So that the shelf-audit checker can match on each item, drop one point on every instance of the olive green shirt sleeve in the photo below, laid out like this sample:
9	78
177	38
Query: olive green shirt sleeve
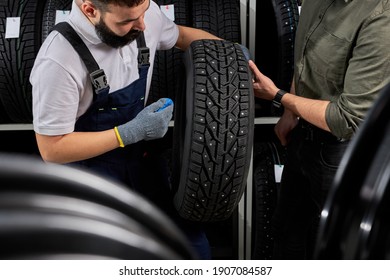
343	55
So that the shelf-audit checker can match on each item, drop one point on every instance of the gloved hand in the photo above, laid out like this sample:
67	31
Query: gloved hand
148	124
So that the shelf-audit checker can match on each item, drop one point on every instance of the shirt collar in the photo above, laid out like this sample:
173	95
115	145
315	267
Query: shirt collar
82	25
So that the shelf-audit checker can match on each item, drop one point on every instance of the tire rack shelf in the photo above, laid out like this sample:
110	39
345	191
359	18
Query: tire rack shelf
248	23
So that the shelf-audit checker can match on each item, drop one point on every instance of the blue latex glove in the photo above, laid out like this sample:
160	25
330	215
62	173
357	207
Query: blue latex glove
151	123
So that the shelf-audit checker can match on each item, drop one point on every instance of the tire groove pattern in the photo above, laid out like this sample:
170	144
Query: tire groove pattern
17	57
219	126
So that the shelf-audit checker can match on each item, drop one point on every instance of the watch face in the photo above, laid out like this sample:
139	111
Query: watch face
277	101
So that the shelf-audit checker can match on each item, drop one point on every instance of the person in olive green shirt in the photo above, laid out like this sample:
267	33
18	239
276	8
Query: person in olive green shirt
342	61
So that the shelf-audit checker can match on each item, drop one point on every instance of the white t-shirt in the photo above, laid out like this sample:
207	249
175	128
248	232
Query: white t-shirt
62	90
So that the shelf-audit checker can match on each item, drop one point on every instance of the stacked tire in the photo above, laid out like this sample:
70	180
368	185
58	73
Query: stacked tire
354	222
267	155
83	217
17	55
221	18
276	23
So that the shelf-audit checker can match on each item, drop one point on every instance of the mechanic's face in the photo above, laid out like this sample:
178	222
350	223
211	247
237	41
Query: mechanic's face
110	38
121	25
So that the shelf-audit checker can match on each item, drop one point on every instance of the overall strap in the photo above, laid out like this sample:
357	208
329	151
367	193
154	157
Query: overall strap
97	75
143	51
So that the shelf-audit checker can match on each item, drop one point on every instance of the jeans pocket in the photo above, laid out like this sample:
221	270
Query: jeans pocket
331	154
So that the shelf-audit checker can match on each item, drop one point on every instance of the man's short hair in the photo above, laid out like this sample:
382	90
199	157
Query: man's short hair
102	5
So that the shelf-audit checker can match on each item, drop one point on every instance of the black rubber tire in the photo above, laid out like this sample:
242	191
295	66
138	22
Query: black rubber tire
31	225
168	65
265	193
213	132
49	14
277	21
360	193
219	17
17	57
21	174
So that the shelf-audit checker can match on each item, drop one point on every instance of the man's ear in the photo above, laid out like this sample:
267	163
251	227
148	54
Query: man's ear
89	10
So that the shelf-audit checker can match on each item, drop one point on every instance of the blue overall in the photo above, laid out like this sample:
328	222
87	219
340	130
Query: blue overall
112	109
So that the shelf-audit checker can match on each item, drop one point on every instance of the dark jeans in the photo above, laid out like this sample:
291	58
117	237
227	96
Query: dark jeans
313	157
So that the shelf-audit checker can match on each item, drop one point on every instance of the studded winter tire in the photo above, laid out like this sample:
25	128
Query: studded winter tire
213	132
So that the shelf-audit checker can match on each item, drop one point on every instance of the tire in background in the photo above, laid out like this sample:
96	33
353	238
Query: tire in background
213	132
219	17
49	14
354	222
265	188
168	65
276	23
17	57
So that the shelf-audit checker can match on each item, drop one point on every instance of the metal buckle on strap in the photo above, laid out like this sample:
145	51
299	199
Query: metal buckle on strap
99	80
143	56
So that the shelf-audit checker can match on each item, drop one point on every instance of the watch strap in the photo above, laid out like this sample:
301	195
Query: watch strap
277	101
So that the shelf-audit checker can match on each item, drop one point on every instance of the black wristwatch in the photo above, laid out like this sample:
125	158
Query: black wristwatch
277	101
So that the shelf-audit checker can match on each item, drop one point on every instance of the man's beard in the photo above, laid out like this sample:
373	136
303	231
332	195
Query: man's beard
110	38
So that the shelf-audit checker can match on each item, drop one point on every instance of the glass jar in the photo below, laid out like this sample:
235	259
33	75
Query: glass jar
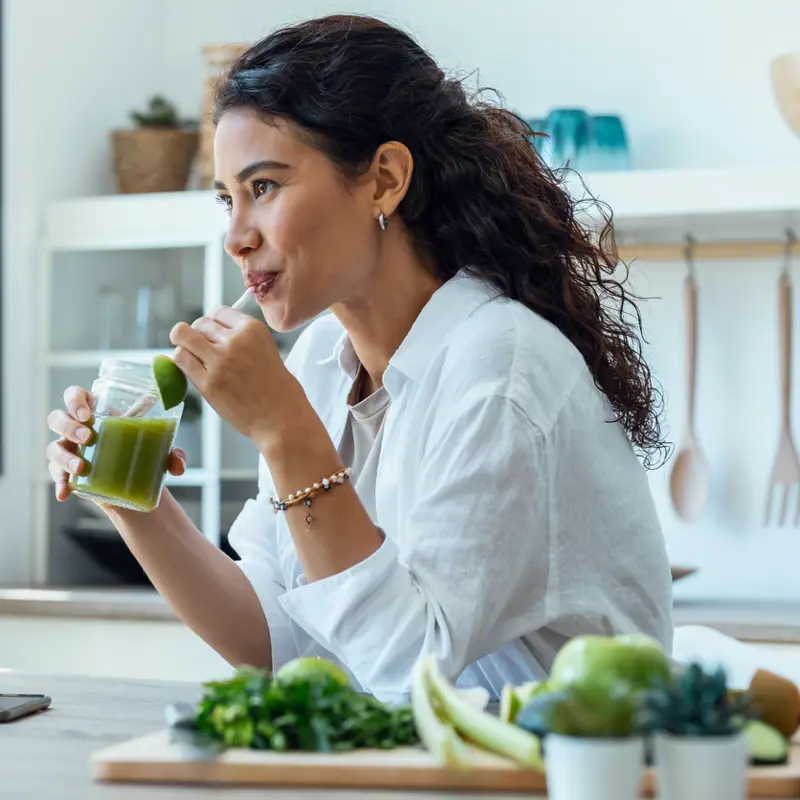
126	459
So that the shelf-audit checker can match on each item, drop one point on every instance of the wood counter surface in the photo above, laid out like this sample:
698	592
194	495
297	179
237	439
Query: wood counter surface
46	756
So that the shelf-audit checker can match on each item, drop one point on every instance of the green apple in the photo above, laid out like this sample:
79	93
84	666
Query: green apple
632	661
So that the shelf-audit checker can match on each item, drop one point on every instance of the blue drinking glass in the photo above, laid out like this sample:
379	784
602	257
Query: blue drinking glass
539	126
609	147
570	132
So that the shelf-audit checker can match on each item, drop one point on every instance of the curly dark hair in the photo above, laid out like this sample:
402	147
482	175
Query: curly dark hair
480	199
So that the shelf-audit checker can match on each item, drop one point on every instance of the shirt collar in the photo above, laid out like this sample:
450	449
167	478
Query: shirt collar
449	305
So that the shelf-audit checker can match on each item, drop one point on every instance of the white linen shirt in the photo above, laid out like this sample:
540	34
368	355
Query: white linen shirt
515	514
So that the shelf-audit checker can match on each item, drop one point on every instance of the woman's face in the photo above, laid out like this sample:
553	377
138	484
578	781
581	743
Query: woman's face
301	233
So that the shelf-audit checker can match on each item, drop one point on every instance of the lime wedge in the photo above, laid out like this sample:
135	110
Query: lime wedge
171	382
509	704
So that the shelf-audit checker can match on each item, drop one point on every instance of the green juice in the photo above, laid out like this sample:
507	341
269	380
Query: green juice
126	461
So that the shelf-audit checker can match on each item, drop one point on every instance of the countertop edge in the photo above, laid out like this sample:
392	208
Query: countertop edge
103	604
750	621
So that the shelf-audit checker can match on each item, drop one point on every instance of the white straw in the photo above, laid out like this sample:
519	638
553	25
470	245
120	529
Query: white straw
146	402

§ **JOB**: Give every record back exactly as it reads, with no images.

§ **RESPONSE TO THE TASK**:
So that the shelf-audit checker can match on each item, drop one point on every instance of the olive green shirt sleeve in the photo below, laid out like this sample:
9	78
177	38
Query: olive green shirt sleeve
343	55
So that the shelf-audit checker can match on each item, drop one point on every instance of the gloved hand in the photo above, laid out like this sample:
67	31
Query: gloved hand
148	124
So that the shelf-audit checker can match on each item, drop one point on every instance of the shirt collar in the photo above, laid out like this sample:
173	95
115	145
315	267
Query: shirt collar
82	25
So that the shelf-audit checker can match on each item, drop one point on every instance of the tire rack shelf in the photo above, laid out like this sample:
110	39
345	191
359	18
Query: tire rack shelf
248	23
So that the shelf-audit checker can match on each item, drop one point on every instance of the blue latex glove in the photo above, laid out like this sample:
160	25
330	215
62	173
357	207
Query: blue latex glove
151	123
So that the shelf-audit checker can match on each item, drop one point on every instance of the tire groove pattern in the photo above, laid out like this sample:
170	144
Query: tire groove pattern
17	57
219	126
So that the shelf-audit checker can match on each item, drop one point on every instance of the watch face in the photo above, laid out like this sample:
139	111
Query: watch face
277	101
So that the shelf-audit checker can match on each item, drop one point on every instance of the person in olive green shirt in the photo above, laid out like this sample:
267	33
18	239
276	8
Query: person in olive green shirt
342	61
So that the shelf-audit checker can match on each item, drop one point on every instance of the white t-shirt in the photo above, laid out like this sample:
207	249
175	128
248	232
Query: white t-shirt
62	90
So that the shelf-audit checker can match on each item, drop one point on every instance of the stacked tire in the photo above, laid out like this sample:
70	180
368	185
58	73
Query: stacked tire
354	222
267	155
83	217
17	55
221	18
276	23
So that the shelf-audit checker can match on each item, drop one point on every instance of the mechanic's face in the photo above, laid out like this sample:
178	222
350	223
211	247
237	41
Query: mechanic's face
110	38
121	25
So that the shelf-audit checker can match on each item, drop one point on every instance of the overall strap in the photo above, laid out like this sample:
357	208
329	151
367	193
154	157
Query: overall strap
97	75
143	51
So that the shelf-audit checker can match on each item, drop one point on every instance of the jeans pocket in the photo above, laid out like this sample:
221	270
Query: jeans pocket
331	154
So that the shelf-audit checker can match on each item, drop one point on every instance of the man's short hair in the photo above, laid out like this sample:
382	90
199	157
Query: man's short hair
102	5
So that the shelf-audit checker can match on each item, drop one point on every instance of the black rubber tire in the photo above, laid out like this sample:
242	191
295	66
138	22
Query: black rubber tire
31	225
168	65
265	193
213	132
49	14
277	21
360	193
219	17
17	57
21	174
So that the shelf-audit checker can match on each item, drop one point on every instance of the man's ear in the photo above, laid out like this sample:
267	163
251	227
148	54
Query: man's ear
89	10
So that the shelf-audit checker can match on each item, drop one point on every instance of the blue overall in the photo above, laid out like this sample:
328	222
87	219
340	130
Query: blue overall
112	109
So that the shelf-audit checker can match on each item, drop one point on every instance of the dark jeans in the photo above, laid out like this sample:
291	58
117	237
227	96
Query: dark jeans
313	157
So that the shelf-audit checker can match on each item, drop one point on every instance of the studded winter tire in the photo above, laid out like this sample:
25	128
Query: studded winter tire
213	132
So that the shelf-audit checker can match on each item, drop one point on every instance of the tire in background in the photo above, laid out like this sample:
96	33
353	238
Query: tire in background
213	132
219	17
49	14
354	222
265	188
168	65
276	23
17	57
So that the shelf-audit checker can match on each item, drop one point on every instance of the metal buckle on strap in the photo above, laid out like this sample:
145	51
299	199
Query: metal buckle on strap
99	80
143	56
So that the shelf-audit checker can match on each item, drop one point on every instance of the watch strap in the photo above, laid out like this sample:
301	195
Query: watch strap
277	101
So that the shelf-audit checker can match on each item, drop one point on every instance of the black wristwatch in the photo above, laid out like this sample:
125	158
Query: black wristwatch
277	101
So that the shelf-audit checker can match on each item, drop one point on every instance of the man's beard in the photo above, laid out like this sample:
373	136
303	231
332	195
Query: man's beard
110	38
So that the shelf-audit checker can match on each item, drop one point on every instance of the glass jar in the photo below, laid out like this sample:
235	259
33	75
Query: glass jar
126	459
So that the shelf-audit checker can match on each item, drop one point on every instance of the wood counter surface in the photo above, laid out like this sample:
698	592
194	495
297	179
237	439
Query: wood counter surface
46	756
So that the shelf-audit checker can match on each item, drop one point on every instance of the green apple in the photo above, laid out like this sample:
79	93
84	666
Query: green apple
632	661
So that the shelf-audit checker can match on each item, drop one point on every instance of the blue drinking glass in the photo above, laid out like this sample:
379	784
602	257
Query: blue drinking glass
539	126
609	147
570	132
So that the shelf-audit checker can match on each item, drop one point on every instance of the curly dark hair in the photo above, laid out like this sample:
402	147
482	175
Query: curly dark hair
480	199
So that the shelf-audit checker can match on each item, drop one point on every instance of the shirt collar in the photo above, laid out like this sample:
450	449
167	478
Query: shirt collar
449	305
So that the shelf-audit checker can match on each item, drop one point on every instance of the white linen shirt in the photo above, laid out like this sample:
540	34
368	355
Query: white linen shirt
515	514
So that the shelf-audit checker can match on each item, drop one point on every instance of the woman's face in the photo above, laid out like this sample:
553	377
138	484
578	781
581	743
Query: woman's face
301	233
So that the shelf-audit checker can match on each item, drop one point on every instance of the lime wedge in the photo above, laid out like this sample:
135	110
Query: lime wedge
171	382
509	704
So that the shelf-audit checker can match on each item, drop one point on every instance of the green juice in the photo above, laid out like this sample:
507	341
269	380
Query: green juice
126	461
So that the shelf-audit checker can match on each item, drop one point on every instance of the countertop edge in the photo above, laid out like this sample:
392	208
Query: countertop edge
103	604
750	621
So that the shelf-audit checker can match on each item, drop one point on every instance of the white straw in the photo above, laid out like this sample:
519	638
553	25
470	245
120	529
Query: white straw
146	402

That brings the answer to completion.